[Recorded data]
--------------------------------
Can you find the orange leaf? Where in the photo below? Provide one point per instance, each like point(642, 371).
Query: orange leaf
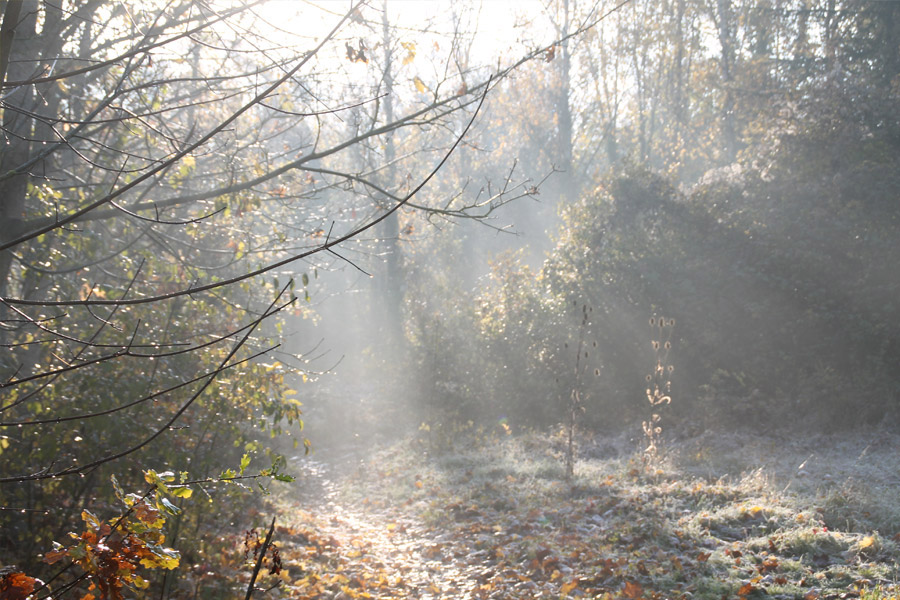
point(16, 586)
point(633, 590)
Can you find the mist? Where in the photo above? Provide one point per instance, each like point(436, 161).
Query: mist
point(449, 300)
--------------------------------
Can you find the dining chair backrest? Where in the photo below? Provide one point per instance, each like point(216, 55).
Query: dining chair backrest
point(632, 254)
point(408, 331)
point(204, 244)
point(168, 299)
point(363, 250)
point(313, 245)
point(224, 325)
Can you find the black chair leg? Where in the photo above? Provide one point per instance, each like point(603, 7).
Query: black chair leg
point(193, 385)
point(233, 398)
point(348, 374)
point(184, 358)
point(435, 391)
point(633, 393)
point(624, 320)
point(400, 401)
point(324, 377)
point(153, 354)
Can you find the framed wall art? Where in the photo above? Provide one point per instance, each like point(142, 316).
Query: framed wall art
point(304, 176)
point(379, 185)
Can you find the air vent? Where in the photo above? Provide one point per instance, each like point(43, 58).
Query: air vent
--------------------------------
Look through the data above. Each line containing the word "like" needs to be copied.

Can you find the orange leaf? Where in the photo below? Provide one point per instance, each like point(642, 371).
Can you find the mist? Where in the photo above? Provide one point per instance, each like point(436, 161).
Can you find the dining chair backrest? Where in the photo below? Provide one point per instance, each like point(216, 55).
Can you find the black chair leg? Where in the photo above? Provide one point per instance, each like point(603, 7).
Can you find the framed wall art? Where in the photo above? Provide one point per instance, each like point(142, 316).
Can you find the air vent? Where in the photo above? Provide one point per instance, each like point(43, 58).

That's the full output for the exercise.